Problem set »
A – In the Tuckerton bike show thread, what day and date is the show being held?
B – According to the Tuckerton bike show thread, why is the show easy to get to?

Source extract »
# Tuckerton n.j. Bike show.



## HIGGINSFOREVER (Oct 12, 2014)

Tuckerton n j.is having a  bike show this sunday oct 19.The show is hit or miss with vendors.Nice little town and lou the shop owner is a nice friendly guy.The show seems to be who ever has the most friends and family there is the winner no matter what the bike looks like.Easy to get to off garden state parkway or route 9


----------



## StevieZ (Oct 12, 2014)

What is the address for this show?


----------



## HIGGINSFOREVER (Oct 12, 2014)

steviez said:


> what is the address for this show?




village bicycle    213  e.main st. Tuckerton n.j.


----------



## bikiba (Oct 12, 2014)

I went the last few times. It is in the bicycle shops parking lot.


----------



## mike j (Oct 12, 2014)

Given data »

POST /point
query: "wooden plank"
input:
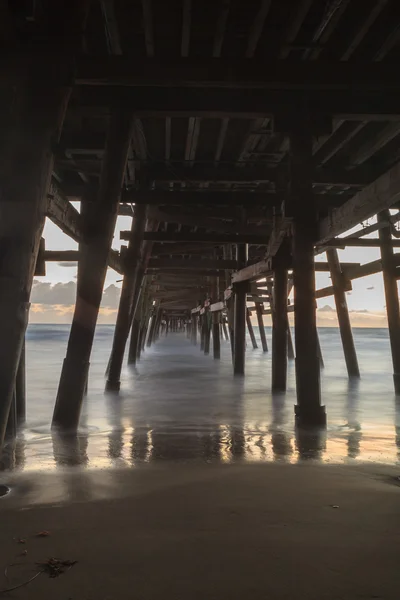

Solutions to the exercise »
A – Sunday, October 19.

B – The first poster says it is easy to get to because it can be reached off the Garden State Parkway or Route 9.